Instructions for the task
Write out the listing below word for word, starting at its very first line and stopping after the line that contains "x=1106, y=305", with that line included.

Exercise data
⁂
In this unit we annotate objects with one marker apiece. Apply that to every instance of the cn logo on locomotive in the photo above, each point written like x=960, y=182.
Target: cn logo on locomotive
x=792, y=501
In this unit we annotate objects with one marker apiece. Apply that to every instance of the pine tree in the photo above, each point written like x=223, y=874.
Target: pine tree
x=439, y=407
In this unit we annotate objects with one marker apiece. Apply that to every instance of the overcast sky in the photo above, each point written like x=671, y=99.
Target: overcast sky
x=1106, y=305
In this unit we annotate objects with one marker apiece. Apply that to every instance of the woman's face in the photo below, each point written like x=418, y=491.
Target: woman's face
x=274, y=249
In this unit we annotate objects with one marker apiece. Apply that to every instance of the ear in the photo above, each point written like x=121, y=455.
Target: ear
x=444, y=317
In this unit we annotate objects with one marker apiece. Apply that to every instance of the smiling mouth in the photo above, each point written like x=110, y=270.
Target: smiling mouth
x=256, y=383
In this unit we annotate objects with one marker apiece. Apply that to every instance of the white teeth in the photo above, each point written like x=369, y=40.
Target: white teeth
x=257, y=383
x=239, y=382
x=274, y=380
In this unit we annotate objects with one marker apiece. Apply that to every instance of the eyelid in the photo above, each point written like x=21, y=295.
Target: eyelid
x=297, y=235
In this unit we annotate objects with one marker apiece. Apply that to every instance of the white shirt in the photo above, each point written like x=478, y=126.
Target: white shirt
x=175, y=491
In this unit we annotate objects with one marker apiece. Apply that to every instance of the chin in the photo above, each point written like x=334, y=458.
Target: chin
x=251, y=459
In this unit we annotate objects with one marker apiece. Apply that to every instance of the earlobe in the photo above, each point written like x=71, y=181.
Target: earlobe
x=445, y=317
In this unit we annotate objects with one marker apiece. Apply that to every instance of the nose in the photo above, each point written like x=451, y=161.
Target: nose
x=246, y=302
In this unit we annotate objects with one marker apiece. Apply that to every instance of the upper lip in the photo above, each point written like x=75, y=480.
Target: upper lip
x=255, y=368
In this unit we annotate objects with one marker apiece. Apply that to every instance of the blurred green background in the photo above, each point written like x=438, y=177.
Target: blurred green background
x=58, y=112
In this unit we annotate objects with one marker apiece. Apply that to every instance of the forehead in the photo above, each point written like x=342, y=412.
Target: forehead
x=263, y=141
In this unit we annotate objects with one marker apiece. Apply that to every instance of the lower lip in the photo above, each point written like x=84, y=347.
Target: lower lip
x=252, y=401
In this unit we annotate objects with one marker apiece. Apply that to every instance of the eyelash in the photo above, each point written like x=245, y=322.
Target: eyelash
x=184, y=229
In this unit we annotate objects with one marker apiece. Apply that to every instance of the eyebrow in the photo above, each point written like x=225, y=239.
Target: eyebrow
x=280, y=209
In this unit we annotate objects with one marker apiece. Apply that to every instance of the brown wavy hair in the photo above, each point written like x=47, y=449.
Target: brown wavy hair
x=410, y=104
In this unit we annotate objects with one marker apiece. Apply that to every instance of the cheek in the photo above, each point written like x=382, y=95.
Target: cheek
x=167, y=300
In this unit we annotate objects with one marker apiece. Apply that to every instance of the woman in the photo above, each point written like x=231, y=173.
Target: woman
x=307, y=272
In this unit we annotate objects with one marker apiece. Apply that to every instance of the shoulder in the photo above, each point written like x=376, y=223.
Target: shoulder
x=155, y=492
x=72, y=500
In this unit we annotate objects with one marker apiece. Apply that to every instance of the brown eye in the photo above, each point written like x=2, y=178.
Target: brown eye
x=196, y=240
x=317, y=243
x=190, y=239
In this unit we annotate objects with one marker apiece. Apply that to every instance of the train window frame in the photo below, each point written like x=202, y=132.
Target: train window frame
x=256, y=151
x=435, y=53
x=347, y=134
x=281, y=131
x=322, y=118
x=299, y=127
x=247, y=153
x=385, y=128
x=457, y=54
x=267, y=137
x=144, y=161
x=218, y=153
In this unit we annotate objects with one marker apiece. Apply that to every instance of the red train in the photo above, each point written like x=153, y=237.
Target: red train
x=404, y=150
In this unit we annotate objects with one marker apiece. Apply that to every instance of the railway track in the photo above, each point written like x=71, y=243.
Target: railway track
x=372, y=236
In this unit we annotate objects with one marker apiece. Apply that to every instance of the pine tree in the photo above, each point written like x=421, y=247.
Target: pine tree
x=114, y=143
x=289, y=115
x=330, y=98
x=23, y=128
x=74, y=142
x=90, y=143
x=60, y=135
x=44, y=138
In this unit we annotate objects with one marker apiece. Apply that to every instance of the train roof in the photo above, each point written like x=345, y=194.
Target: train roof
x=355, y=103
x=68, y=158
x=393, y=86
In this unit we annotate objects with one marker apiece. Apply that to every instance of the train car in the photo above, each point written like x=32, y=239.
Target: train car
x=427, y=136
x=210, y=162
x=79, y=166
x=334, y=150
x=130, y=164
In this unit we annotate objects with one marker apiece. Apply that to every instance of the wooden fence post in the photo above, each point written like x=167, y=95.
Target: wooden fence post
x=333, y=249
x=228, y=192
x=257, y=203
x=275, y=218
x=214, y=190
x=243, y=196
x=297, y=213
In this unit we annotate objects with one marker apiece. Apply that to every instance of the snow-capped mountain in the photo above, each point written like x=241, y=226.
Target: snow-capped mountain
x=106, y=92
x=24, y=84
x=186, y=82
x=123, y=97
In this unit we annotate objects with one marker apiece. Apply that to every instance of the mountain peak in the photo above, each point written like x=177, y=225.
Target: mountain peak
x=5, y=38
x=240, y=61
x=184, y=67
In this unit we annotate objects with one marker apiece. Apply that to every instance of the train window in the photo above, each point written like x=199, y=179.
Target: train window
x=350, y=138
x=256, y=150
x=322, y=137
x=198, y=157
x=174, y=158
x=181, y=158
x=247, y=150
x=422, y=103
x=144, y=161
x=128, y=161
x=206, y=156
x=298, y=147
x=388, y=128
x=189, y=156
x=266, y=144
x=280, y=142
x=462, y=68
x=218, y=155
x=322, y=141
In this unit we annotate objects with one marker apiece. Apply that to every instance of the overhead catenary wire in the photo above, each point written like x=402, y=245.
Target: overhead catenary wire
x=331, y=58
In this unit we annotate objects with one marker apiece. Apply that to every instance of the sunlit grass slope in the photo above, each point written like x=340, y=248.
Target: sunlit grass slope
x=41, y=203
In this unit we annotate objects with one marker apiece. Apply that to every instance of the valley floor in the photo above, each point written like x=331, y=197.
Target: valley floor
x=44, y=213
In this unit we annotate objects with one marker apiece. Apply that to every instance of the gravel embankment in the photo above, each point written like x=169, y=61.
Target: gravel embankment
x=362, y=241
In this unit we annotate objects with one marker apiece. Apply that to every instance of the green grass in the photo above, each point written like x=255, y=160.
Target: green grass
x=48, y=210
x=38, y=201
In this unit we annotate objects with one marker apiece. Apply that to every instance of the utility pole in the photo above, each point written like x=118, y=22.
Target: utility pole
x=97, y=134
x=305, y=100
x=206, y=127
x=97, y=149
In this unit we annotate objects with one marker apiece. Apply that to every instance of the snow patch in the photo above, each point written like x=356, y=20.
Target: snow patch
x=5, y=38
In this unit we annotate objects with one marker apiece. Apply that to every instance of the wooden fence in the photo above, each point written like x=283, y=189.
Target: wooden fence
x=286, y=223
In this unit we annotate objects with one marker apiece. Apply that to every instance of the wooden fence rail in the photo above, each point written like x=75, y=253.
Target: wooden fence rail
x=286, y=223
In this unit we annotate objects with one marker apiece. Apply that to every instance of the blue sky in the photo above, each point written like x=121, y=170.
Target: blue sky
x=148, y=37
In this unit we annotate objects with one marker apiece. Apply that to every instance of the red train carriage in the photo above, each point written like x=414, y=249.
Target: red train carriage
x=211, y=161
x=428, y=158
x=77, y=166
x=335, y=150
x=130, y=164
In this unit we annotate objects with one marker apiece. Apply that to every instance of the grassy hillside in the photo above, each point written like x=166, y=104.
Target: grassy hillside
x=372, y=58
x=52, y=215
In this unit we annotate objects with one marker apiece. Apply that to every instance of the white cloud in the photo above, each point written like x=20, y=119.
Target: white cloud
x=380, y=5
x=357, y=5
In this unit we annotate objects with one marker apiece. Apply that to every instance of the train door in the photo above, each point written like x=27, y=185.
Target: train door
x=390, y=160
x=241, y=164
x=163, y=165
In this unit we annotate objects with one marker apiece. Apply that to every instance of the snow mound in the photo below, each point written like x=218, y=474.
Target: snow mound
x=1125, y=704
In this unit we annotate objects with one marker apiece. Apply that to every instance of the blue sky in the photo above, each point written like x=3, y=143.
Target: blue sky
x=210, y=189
⁂
Response to the task
In this unit we annotate objects with one marker apiece. Apply that to every instance of the cn logo on locomotive in the photo above, each point written like x=960, y=182.
Target: cn logo on locomotive
x=792, y=501
In this unit we annotate objects with one marker apiece. Apply that to every instance of the pine tree in the photo above, each point written like x=223, y=874.
Target: pine tree
x=439, y=407
In this unit we annotate objects with one marker apiece. Apply that to every instance of the overcast sky in the photo above, each point written like x=671, y=99.
Target: overcast sky
x=1106, y=305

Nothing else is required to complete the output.